╭──
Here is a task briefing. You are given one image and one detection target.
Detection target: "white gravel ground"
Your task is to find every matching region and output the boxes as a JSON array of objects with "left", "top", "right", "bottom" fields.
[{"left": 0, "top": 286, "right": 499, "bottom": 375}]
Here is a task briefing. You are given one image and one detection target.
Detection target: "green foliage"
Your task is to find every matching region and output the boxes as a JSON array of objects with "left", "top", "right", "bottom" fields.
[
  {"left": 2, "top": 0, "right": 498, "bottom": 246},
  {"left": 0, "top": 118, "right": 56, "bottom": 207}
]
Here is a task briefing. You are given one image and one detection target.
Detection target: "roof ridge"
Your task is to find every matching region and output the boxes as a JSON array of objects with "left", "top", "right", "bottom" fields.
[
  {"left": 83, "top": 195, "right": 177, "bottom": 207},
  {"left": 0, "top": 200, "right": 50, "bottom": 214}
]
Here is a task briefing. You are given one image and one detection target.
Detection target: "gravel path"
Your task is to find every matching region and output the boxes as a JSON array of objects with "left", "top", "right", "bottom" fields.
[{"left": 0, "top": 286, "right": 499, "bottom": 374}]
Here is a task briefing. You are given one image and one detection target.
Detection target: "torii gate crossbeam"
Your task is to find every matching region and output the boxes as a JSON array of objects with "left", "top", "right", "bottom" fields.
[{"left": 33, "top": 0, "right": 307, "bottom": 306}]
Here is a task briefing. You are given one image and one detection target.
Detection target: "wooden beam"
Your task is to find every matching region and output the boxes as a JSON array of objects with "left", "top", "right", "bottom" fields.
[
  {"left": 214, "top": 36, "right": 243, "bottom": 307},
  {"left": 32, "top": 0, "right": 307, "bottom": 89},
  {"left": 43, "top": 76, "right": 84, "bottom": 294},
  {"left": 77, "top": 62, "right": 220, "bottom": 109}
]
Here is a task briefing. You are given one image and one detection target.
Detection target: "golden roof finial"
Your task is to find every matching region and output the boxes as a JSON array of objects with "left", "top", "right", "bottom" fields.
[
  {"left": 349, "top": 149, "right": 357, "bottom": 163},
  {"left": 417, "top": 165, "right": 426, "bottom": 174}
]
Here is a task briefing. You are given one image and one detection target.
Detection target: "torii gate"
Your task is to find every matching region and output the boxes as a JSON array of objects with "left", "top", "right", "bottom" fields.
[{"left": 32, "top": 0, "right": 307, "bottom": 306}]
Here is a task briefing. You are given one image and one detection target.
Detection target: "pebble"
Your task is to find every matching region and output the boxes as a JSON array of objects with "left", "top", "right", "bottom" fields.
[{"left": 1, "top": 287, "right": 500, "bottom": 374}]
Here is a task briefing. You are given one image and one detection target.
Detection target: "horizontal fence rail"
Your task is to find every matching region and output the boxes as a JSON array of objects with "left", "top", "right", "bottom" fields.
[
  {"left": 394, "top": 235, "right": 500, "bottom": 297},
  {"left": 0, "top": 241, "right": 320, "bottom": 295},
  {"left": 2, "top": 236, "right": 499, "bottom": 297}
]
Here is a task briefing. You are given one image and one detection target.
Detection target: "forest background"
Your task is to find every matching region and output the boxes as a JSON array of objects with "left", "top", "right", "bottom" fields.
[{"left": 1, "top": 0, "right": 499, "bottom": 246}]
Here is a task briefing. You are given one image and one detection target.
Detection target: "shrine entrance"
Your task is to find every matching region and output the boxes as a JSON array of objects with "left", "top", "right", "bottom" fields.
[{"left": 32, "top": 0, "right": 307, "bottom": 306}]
╰──
_Exercise_
Report how many lines in the listing above hold the string "gravel", giving the number and no other words.

_Reply_
2